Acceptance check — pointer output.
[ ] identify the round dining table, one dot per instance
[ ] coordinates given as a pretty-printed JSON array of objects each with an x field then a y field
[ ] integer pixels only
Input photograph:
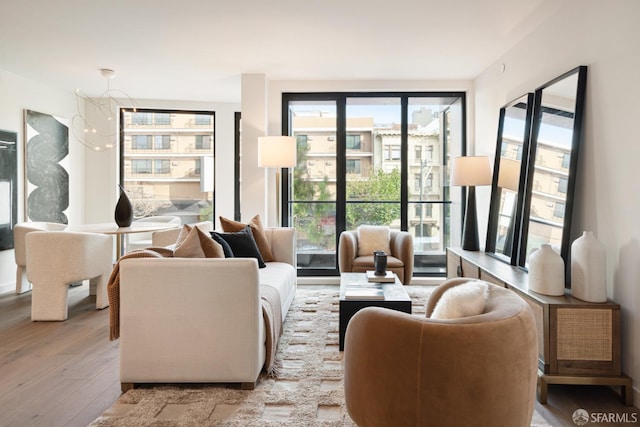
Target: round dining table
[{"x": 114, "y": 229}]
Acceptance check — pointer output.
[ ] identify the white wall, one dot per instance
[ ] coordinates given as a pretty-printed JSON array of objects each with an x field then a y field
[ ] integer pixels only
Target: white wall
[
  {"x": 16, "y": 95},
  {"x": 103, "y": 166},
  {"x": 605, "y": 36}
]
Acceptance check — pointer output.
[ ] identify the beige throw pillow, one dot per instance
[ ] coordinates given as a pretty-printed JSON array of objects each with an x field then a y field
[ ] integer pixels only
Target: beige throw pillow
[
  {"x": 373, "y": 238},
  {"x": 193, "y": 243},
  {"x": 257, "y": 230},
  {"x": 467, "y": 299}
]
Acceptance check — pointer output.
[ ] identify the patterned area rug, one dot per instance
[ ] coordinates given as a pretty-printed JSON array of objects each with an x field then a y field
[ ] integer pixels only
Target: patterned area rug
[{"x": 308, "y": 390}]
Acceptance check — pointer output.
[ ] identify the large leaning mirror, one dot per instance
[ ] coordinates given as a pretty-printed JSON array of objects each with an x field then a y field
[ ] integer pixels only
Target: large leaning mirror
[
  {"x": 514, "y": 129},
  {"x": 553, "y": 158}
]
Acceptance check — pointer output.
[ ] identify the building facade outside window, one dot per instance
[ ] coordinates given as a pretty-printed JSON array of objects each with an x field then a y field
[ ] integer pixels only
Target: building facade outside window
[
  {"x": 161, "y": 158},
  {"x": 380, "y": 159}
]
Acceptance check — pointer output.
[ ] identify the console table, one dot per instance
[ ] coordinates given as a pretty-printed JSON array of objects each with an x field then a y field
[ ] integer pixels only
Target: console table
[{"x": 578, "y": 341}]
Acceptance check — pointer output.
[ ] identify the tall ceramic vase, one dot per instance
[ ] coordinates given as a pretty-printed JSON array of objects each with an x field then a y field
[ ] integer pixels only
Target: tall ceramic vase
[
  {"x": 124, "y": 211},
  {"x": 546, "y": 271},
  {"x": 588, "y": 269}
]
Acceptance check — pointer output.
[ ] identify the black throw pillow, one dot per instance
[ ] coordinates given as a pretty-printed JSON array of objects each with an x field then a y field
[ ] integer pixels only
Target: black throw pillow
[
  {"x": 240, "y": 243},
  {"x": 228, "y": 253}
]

◆ What is needed
Pictures in the records above are left out; print everything else exactly as written.

◆ The response
Acceptance check — pointer output.
[ ] identify the round dining table, one dot per instance
[ ] coordinates given as a pretty-printed JSON array of objects each with an x field then a y field
[ ] integer pixels only
Input photograph:
Target: round dining table
[{"x": 114, "y": 229}]
Acceptance check — pointer output.
[ ] identify the white wall, one dot per instance
[ ] coordinates given as a pretty-printed JSON array of objects each with an x field then a y field
[ ] integer pixels only
Target: white wall
[
  {"x": 16, "y": 95},
  {"x": 103, "y": 166},
  {"x": 605, "y": 36}
]
Acceptance check — pointer output.
[ ] identify the beige throw pillow, one dot per instance
[ ] coordinates given as a pretty-printed JSON array of objects each with an x field then a y field
[ ] integer pixels only
Target: beige throw pillow
[
  {"x": 373, "y": 238},
  {"x": 193, "y": 243},
  {"x": 257, "y": 230},
  {"x": 467, "y": 299}
]
Acceptance check — pointer output.
[ ] identify the patterned area rug, one dot per instance
[ ] coordinates given as a pretty-printed JSON array of objects each with an x field then a y field
[ ] integer pixels only
Target: patterned area rug
[{"x": 308, "y": 390}]
Acceptance check — pointer output.
[ ] identify the large leaning mirror, one dot per instance
[ ] coordinates given as a pretty-printed JSON array of objects each with an x field then a y field
[ ] integer pixels only
Target: large leaning mirror
[
  {"x": 514, "y": 129},
  {"x": 553, "y": 158}
]
Acceptance check — pointer output.
[ ] identify the building facade outside window, one dot per instance
[ ] coordinates given as a pretty-printed JSON array of objects each with an x field then a y field
[ ] integer pixels only
Target: building facade outside window
[
  {"x": 161, "y": 158},
  {"x": 380, "y": 159}
]
Acceptance check — pointer output.
[ ] identify the console table, one dot per instance
[ ] coordinates given as a pretty-printed JSON array of objects each with an x field then a y field
[ ] integer pixels only
Target: console table
[{"x": 578, "y": 341}]
Acceptance check — pointer output.
[ ] identify the tall ceramic vase, one dot per instance
[ ] coordinates given as a pretty-printed JSON array of objects each with an x field then a y field
[ ] integer pixels only
Target: tall ceramic vase
[
  {"x": 124, "y": 211},
  {"x": 546, "y": 271},
  {"x": 588, "y": 269}
]
Acceptance check — pointer output.
[ ] identify the black throw pillow, one dot per instance
[ ] coordinates given as a pretty-printed JSON array of objects each with an x field then a y field
[ ] integer pixels only
Target: black throw pillow
[
  {"x": 240, "y": 243},
  {"x": 228, "y": 253}
]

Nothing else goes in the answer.